TASK TO COMPLETE
Please give the count of lines below that include "this" and leave out everything else.

DATASET EXCERPTS

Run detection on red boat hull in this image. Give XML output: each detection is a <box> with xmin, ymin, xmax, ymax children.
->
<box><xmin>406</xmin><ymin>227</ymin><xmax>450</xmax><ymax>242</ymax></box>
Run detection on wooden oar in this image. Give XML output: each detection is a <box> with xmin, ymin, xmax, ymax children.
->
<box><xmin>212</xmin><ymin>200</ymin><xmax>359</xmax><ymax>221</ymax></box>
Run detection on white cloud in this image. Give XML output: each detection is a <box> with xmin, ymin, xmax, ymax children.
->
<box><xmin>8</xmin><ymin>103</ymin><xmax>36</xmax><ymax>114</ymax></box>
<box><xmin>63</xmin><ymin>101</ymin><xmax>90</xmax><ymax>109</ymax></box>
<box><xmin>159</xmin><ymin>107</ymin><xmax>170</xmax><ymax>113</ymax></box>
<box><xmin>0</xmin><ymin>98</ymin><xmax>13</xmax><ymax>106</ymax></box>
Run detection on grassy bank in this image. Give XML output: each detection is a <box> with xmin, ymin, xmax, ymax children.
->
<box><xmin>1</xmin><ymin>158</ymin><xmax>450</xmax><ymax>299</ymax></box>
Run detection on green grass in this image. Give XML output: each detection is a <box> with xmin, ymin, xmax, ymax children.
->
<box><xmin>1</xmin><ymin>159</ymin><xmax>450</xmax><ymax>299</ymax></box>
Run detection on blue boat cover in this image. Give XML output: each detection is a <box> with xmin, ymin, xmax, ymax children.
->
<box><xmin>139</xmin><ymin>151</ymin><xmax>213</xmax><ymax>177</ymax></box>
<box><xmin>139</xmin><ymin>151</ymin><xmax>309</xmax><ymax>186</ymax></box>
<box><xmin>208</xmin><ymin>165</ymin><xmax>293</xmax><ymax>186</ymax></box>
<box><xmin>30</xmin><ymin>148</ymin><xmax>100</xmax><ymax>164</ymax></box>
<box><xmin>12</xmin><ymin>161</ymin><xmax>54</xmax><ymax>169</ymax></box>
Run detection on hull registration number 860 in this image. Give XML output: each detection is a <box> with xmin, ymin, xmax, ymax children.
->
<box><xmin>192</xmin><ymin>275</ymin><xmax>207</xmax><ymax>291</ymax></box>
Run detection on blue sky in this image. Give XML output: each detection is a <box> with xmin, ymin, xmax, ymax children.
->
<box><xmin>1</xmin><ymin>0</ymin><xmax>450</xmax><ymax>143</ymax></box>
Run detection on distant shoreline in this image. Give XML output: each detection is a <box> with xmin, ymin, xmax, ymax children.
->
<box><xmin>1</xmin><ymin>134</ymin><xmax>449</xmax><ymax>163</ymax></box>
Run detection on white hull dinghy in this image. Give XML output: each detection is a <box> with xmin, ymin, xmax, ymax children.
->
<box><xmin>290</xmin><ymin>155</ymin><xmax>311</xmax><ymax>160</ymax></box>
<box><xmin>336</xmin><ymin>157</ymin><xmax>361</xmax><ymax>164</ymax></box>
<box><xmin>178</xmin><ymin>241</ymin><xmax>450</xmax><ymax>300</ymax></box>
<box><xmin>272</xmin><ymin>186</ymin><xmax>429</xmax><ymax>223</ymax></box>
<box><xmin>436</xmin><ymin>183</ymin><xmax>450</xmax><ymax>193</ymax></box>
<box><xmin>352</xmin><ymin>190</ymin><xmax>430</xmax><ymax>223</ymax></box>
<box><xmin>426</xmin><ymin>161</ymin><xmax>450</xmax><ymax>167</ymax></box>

RESPONSE BELOW
10